## start

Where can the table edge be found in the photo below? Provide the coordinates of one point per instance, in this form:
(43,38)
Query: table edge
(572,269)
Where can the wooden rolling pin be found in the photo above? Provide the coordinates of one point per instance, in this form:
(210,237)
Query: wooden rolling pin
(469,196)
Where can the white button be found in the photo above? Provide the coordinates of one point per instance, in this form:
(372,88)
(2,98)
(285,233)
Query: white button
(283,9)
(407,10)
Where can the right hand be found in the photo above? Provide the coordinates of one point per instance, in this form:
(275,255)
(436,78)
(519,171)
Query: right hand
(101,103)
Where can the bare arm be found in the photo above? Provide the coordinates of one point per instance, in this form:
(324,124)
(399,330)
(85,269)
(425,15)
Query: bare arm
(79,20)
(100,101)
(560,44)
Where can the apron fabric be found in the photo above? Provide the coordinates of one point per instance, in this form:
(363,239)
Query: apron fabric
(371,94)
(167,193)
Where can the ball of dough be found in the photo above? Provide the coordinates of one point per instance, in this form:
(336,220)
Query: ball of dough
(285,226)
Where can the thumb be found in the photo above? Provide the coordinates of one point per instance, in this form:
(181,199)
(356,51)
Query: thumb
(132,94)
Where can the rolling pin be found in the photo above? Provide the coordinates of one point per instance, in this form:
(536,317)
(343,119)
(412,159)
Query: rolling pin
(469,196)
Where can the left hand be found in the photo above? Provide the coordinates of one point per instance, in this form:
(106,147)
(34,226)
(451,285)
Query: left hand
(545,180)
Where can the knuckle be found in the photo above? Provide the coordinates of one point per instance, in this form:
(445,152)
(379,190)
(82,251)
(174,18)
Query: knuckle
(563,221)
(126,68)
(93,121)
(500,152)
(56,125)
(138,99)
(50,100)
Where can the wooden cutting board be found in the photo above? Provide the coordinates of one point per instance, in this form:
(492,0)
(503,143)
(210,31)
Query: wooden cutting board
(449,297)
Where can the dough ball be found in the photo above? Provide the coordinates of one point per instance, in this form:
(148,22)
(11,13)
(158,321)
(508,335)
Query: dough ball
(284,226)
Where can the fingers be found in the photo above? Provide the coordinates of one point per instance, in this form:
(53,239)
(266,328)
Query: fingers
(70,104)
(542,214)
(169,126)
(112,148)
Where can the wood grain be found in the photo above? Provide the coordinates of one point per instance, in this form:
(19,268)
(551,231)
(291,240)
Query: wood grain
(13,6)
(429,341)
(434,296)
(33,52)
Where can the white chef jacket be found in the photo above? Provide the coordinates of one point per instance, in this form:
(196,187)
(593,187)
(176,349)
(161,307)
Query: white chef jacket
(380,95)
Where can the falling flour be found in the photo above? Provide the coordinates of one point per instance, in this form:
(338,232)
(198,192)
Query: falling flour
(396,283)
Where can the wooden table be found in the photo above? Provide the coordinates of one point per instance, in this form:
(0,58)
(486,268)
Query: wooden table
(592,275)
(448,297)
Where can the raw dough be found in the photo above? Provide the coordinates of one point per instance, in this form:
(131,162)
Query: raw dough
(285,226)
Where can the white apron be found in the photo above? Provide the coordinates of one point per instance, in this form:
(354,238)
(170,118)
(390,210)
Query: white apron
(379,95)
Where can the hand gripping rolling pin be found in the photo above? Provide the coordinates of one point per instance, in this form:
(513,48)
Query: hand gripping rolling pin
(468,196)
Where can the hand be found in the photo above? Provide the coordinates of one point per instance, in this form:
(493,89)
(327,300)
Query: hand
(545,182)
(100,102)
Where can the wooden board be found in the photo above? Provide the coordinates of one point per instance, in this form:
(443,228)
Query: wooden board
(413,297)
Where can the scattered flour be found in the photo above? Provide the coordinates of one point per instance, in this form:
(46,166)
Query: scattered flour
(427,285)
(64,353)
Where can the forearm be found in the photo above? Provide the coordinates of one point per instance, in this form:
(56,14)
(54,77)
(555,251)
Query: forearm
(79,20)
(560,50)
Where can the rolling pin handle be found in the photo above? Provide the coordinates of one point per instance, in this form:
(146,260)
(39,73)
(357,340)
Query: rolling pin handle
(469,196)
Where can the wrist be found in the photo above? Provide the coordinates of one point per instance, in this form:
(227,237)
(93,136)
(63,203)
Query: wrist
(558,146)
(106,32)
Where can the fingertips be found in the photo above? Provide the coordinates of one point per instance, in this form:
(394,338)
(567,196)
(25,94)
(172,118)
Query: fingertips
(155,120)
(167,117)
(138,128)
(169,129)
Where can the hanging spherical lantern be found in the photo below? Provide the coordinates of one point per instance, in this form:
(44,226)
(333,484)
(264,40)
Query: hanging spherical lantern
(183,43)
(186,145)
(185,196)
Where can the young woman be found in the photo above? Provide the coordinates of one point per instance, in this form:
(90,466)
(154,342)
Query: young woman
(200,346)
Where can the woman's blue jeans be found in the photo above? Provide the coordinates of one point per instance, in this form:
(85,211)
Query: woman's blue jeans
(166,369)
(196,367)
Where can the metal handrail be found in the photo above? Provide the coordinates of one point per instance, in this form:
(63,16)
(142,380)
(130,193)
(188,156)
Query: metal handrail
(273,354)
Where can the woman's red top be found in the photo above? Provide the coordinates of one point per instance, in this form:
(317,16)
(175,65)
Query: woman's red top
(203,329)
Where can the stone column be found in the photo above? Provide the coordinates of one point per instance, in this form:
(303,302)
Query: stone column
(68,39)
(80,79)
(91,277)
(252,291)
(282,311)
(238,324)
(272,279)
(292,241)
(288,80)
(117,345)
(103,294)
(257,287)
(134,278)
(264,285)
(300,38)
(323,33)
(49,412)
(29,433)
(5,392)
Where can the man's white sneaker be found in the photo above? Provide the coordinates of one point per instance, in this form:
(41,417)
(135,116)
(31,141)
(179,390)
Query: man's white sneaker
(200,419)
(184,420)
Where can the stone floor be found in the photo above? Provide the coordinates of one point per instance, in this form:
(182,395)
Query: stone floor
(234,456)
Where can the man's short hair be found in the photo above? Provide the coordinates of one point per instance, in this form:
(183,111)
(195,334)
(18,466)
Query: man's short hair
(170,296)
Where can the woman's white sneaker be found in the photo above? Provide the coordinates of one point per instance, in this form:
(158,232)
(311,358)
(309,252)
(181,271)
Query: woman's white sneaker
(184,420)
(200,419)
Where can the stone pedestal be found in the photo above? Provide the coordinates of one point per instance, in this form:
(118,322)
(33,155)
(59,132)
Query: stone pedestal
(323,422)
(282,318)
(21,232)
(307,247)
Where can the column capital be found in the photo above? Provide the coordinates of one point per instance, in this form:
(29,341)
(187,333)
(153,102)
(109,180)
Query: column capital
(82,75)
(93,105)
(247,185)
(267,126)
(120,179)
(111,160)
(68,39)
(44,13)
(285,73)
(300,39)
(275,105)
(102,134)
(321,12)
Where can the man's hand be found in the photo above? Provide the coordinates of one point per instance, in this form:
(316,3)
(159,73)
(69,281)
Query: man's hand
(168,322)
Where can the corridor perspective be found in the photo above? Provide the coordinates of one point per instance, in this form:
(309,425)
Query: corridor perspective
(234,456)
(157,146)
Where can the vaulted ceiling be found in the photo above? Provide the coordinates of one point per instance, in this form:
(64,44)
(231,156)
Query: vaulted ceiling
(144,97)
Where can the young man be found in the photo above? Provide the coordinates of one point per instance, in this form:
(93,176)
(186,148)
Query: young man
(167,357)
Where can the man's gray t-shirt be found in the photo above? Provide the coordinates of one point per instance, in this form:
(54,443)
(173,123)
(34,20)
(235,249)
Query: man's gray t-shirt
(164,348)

## end

YOUR INSTRUCTIONS:
Exactly as they are written, print the entries again.

PROBLEM SOLUTION:
Where can the table edge be found in the photo below? Provide the coordinates of one point per instance, in this form:
(43,38)
Query: table edge
(572,269)
Where can the wooden rolling pin be found in the photo above? Provide the coordinates of one point per instance, in this form:
(210,237)
Query: wooden rolling pin
(469,196)
Where can the white button be found in the photo above? Provide the coordinates of one point per instance, in this form:
(372,88)
(2,98)
(285,233)
Query: white button
(283,9)
(407,10)
Where can the right hand be found in the photo above? Provide the coordinates of one point per instance, in this form:
(275,255)
(436,78)
(519,171)
Query: right hand
(101,103)
Where can the bare arm be found in the photo above? Provide the coordinates of one point per instance, in this form:
(324,124)
(399,330)
(85,269)
(425,15)
Query: bare arm
(79,20)
(100,101)
(560,44)
Where can the apron fabric be found in the photo above? Provide the coordinates of one point per instance, in this form:
(363,239)
Query: apron fabric
(371,94)
(167,193)
Where can the ball of dough be found in the photo above? Provide the coordinates of one point per instance, in this form:
(336,220)
Query: ball of dough
(285,226)
Where can the thumb be found in the photo above? Provide the coordinates of one point per instance, in this form:
(181,199)
(356,51)
Query: thumb
(132,94)
Where can the rolling pin be found in the photo above? Provide the coordinates of one point per instance, in this form:
(536,317)
(343,119)
(412,159)
Query: rolling pin
(469,196)
Where can the left hand be found in the photo above? Provide the coordinates of one point per instance, in this form:
(106,147)
(34,226)
(451,285)
Query: left hand
(545,180)
Where can the knuckle be found in the photo above? Provide the coordinates of one point per instance, in this form:
(445,152)
(379,190)
(82,251)
(174,18)
Query: knuckle
(563,221)
(126,68)
(93,121)
(500,152)
(56,125)
(138,99)
(50,100)
Where can the wooden cutting board be found in the photo above? Provide the coordinates of one point per instance, in this form:
(492,0)
(503,143)
(210,31)
Query: wooden cutting board
(449,297)
Where can the dough ball be found in the photo above? Provide the coordinates of one point per instance, in this form:
(148,22)
(11,13)
(158,321)
(508,335)
Query: dough ball
(284,226)
Where can the fingers be found in the photo above? Provide the coordinates of one point per instance, in this form:
(53,239)
(266,328)
Query: fingers
(70,104)
(542,214)
(169,126)
(112,148)
Where can the wood grain be found in the photo above? Provide the coordinates of one point per instance, in this form:
(19,268)
(551,231)
(291,240)
Query: wood grain
(13,6)
(429,341)
(434,296)
(33,52)
Where can the white chef jacket be found in the photo above? Provide the coordinates of one point per instance, in this form:
(196,187)
(593,187)
(176,349)
(161,307)
Query: white chef jacket
(380,95)
Where can the falling flour be found in the photo above? Provide the coordinates of one point per instance, in this form:
(338,232)
(198,192)
Query: falling flour
(396,283)
Where can the wooden table be found in the photo above? Provide the coordinates of one point per instance, in this form:
(0,58)
(486,268)
Query: wooden table
(592,275)
(448,297)
Where can the raw dough be found in the photo above? Provide the coordinates of one point per instance, in this form:
(131,162)
Query: raw dough
(285,226)
Where can the white apron be found in the photo above? Provide the coordinates of one point per instance, in this form:
(354,238)
(170,118)
(390,210)
Query: white apron
(379,95)
Where can the hand gripping rolling pin be found in the photo above? Provide the coordinates of one point per instance, in this form:
(513,48)
Query: hand gripping rolling pin
(468,196)
Where can the hand be found in the photo above? Provide the coordinates of one point per instance, in this form:
(493,89)
(327,300)
Query: hand
(545,182)
(100,102)
Where can the wooden board be found in the photo above? Provide the coordinates of one point per instance, in this form:
(443,228)
Query: wooden board
(413,297)
Where can the scattered flour be found in the photo above? Provide the coordinates of one point per instance, in this form:
(46,166)
Query: scattered flour
(427,285)
(64,353)
Where can the forearm be found in the photo above? Provide the coordinates of one point per instance, in this form:
(56,14)
(54,77)
(555,251)
Query: forearm
(79,20)
(560,50)
Where can the rolling pin handle be found in the photo above? Provide the coordinates of one point per instance, in this form:
(146,260)
(39,73)
(357,340)
Query: rolling pin handle
(469,196)
Where can the wrist be found in the photo above? Provide the coordinates of one point per instance, in this form:
(227,237)
(93,136)
(63,203)
Query: wrist
(558,146)
(106,32)
Where can the fingertips be found in the photo above? Provide the coordinates of one point per instance, in this form:
(394,338)
(567,196)
(25,94)
(172,118)
Query: fingertips
(155,120)
(167,117)
(138,128)
(169,129)
Where can the hanging spherical lantern be found in the photo below? Provide the coordinates of one point per instance, in this form:
(44,226)
(333,484)
(264,40)
Query: hanging spherical lantern
(183,43)
(186,145)
(185,196)
Where can the young woman be found in the photo above? Provide the coordinates of one point per instance, in this form:
(90,466)
(154,342)
Query: young woman
(200,346)
Where can the woman's blue jeans be found in the photo above? Provide the coordinates of one point per instance, in this form:
(85,211)
Query: woman's blue jeans
(166,369)
(196,367)
Where can the metal handrail be found in the photo above? Provide the coordinates of one point per instance, in this form:
(63,16)
(142,380)
(130,193)
(188,156)
Query: metal handrail
(273,354)
Where can the woman's red top be found in the photo above? Provide the coordinates of one point per instance, in this form:
(317,16)
(175,65)
Query: woman's red top
(203,329)
Where can the stone column be found in the photo above? Provide the coordinates of one point per instance, in this form:
(303,302)
Query: stone column
(68,39)
(80,79)
(91,277)
(252,291)
(282,311)
(238,324)
(272,279)
(292,241)
(288,80)
(117,345)
(103,294)
(257,287)
(134,278)
(264,285)
(300,38)
(323,33)
(49,412)
(29,433)
(5,392)
Where can the man's white sneaker be found in the photo above? Provide the coordinates of one point per instance, in this form:
(41,417)
(135,116)
(31,141)
(179,390)
Query: man's white sneaker
(200,419)
(184,420)
Where can the stone floor be found in the photo above? Provide the coordinates of one point per instance, in this form:
(182,395)
Query: stone floor
(234,456)
Where can the man's short hair be found in the photo above? Provide the coordinates of one point per instance, in this form:
(183,111)
(195,334)
(18,466)
Query: man's short hair
(170,296)
Where can the woman's white sneaker be found in the photo above? Provide the coordinates of one point per instance, in this form:
(158,232)
(311,358)
(309,252)
(181,271)
Query: woman's white sneaker
(184,420)
(200,419)
Where can the stone pedestal be found in the photo above? Provide the coordinates of one point per instance, in this form:
(118,322)
(33,155)
(59,132)
Query: stone pedestal
(323,422)
(282,318)
(21,232)
(307,247)
Where can the column capital be found in the photo above? Provide the coordinates of one point per instance, in this form:
(29,341)
(187,333)
(153,102)
(109,180)
Query: column capital
(82,75)
(93,105)
(247,185)
(267,126)
(120,179)
(111,160)
(68,39)
(44,13)
(285,73)
(300,39)
(275,105)
(102,134)
(321,12)
Where can the man's hand be found in the photo above? Provide the coordinates of one point per instance, in this form:
(316,3)
(159,73)
(69,281)
Query: man's hand
(168,322)
Where can the corridor perspective be found in the photo above? Provide the coordinates of one point per instance, in this form:
(309,425)
Query: corridor perspective
(234,456)
(157,146)
Where can the vaulted ceiling be found in the photo above? Provide the coordinates of one point per instance, in this form:
(64,44)
(231,156)
Query: vaulted ceiling
(144,97)
Where can the young man be found in the photo above? Provide the coordinates of one point per instance, in this form:
(93,176)
(186,148)
Query: young man
(167,357)
Where can the man's gray t-shirt be found in the photo above? Provide the coordinates of one point per instance, in this form:
(54,443)
(173,123)
(34,20)
(235,249)
Query: man's gray t-shirt
(164,348)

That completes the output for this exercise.